WRITTEN INSTRUCTION: Give every entry again, unchanged, and leave its images out.
** start **
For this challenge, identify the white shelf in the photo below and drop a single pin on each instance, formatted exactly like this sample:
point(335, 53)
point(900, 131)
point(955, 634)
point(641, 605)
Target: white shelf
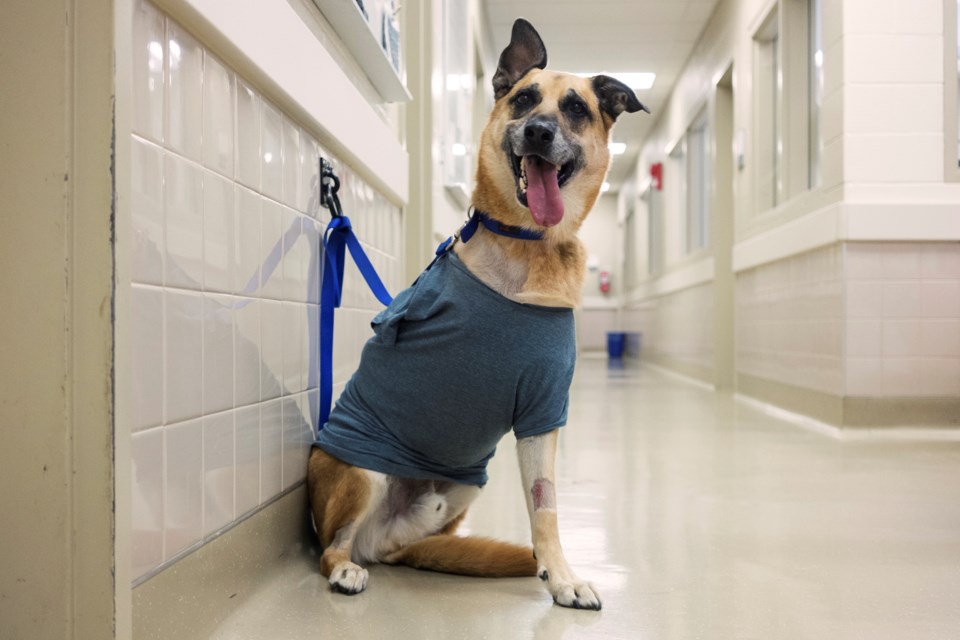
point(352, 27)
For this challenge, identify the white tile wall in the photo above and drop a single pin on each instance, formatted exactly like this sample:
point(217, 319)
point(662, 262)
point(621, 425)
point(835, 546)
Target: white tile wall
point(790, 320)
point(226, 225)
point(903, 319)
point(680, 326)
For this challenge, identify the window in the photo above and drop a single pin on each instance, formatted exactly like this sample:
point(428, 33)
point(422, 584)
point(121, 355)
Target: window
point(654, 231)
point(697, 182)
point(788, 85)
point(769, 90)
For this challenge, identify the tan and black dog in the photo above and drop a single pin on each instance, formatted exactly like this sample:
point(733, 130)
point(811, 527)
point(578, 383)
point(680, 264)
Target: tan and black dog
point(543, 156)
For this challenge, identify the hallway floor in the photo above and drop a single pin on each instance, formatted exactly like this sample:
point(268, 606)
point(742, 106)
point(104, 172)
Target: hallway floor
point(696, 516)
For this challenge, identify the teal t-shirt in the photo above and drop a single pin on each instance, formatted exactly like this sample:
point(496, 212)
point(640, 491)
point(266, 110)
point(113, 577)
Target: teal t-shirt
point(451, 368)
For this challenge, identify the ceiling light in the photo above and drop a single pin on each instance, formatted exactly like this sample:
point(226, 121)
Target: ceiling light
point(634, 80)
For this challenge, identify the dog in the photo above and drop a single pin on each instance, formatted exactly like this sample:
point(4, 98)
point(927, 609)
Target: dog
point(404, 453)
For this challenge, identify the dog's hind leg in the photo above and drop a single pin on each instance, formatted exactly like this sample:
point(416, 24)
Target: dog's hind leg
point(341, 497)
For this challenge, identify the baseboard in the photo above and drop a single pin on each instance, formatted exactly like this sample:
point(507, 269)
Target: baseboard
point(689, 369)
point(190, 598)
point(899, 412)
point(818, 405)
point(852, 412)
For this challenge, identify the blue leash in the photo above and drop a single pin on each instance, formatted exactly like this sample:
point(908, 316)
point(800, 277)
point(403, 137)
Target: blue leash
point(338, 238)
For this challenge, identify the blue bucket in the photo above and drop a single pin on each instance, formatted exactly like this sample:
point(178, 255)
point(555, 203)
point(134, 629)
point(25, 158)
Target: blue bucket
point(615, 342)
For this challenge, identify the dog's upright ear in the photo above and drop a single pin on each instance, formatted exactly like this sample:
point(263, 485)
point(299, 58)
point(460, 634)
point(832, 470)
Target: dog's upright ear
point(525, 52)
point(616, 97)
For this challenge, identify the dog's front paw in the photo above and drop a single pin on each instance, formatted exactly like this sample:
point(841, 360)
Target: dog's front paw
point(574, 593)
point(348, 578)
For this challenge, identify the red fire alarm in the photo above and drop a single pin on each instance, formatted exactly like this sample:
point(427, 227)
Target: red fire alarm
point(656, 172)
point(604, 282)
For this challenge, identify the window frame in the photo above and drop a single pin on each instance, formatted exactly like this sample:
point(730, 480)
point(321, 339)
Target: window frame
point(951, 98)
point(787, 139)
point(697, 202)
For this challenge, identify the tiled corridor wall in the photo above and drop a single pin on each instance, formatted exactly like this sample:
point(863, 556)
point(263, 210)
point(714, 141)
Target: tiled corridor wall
** end **
SOLVED PROBLEM:
For this challenge, identify the white shelf in the photo below and drop a single pin on each instance, formatted exactly like this sample:
point(335, 53)
point(900, 131)
point(955, 634)
point(641, 605)
Target: white shelf
point(352, 27)
For this challenge, identify the white tile wall in the photo above and drop a single pin on each instance, formatted exactly like this sample:
point(217, 319)
point(662, 262)
point(621, 425)
point(835, 546)
Target: white tile wall
point(790, 320)
point(226, 225)
point(903, 319)
point(680, 326)
For this challenge, identify the window in the photo above and drop a single pin on each instance, formatted exactly like this sample:
point(428, 33)
point(422, 584)
point(121, 355)
Target: window
point(654, 231)
point(697, 182)
point(788, 85)
point(769, 90)
For this challenge, identify the tan and black dog in the photo above and drop a single pin on each instance, formatted exactly like this sample:
point(733, 130)
point(811, 527)
point(578, 383)
point(680, 264)
Target: tan and black dog
point(543, 156)
For this challenge, identify the hallway floor in the photo above and drop a single pin on each instance, formatted exactly like this sample:
point(268, 606)
point(742, 106)
point(104, 172)
Target: hallway floor
point(696, 516)
For this challenge, identify the teal t-shirt in the photo above and drop a single pin on each instance, formatted exactly like this sample:
point(496, 212)
point(640, 491)
point(266, 110)
point(113, 577)
Target: teal t-shirt
point(451, 368)
For this challenge, identify the ceiling light in the photo above and drop a single pin on each instance, formatted exactly like this sample:
point(226, 121)
Target: ceiling light
point(634, 80)
For this challenge, identify the dog in the photo above and drop a single pin on each instance, formatted exactly like this sample:
point(4, 98)
point(927, 609)
Target: dog
point(404, 453)
For this challenge, identify the dog's hind leg in the photo above and drop a single pin on each instance, formatted exactly like this sample:
point(416, 24)
Target: dog's hind leg
point(341, 497)
For this challenge, identify the baseboard in the photo above and drop a single pin on each instance, formatted exactly like this sample:
point(507, 269)
Target: baseboard
point(689, 369)
point(190, 598)
point(899, 412)
point(818, 405)
point(852, 412)
For this challenge, identify the blue leash in the photo above and drop a single pin on each instance, formatted exactly like this sample:
point(908, 316)
point(800, 277)
point(403, 137)
Target: blue leash
point(338, 238)
For this challenge, identify the blue bucket in the photo above and drop a single pin on each instance, formatted exactly like this sample:
point(178, 255)
point(555, 203)
point(134, 629)
point(25, 158)
Target: blue bucket
point(615, 342)
For this challenge, identify the dog's upright ear in the photo above and drop a single pin on each instance, formatted exactly like this sample:
point(263, 485)
point(299, 58)
point(460, 634)
point(832, 470)
Target: dog's upright ear
point(525, 52)
point(616, 97)
For this challenge, identify the dog's front paw in the photo above and drop a single pin on each instance, formatted exactly like this sample:
point(841, 360)
Target: dog's front paw
point(574, 593)
point(348, 578)
For this challenge, identify the red fire alarm in the photo above and drop a single pin on each instance, formatted exactly like this sample:
point(427, 227)
Target: red fire alarm
point(656, 172)
point(604, 282)
For this challenge, identify the window frame in the photo above and drop a single pin on each instance, formatted exactly like this sample:
point(730, 480)
point(321, 339)
Target: window frame
point(951, 98)
point(787, 139)
point(697, 202)
For this challenge, identify the tiled corridor wall in the photo above and drop a single pin on each instance, formatted exactly like this sample:
point(863, 556)
point(263, 210)
point(714, 141)
Target: tiled corridor wall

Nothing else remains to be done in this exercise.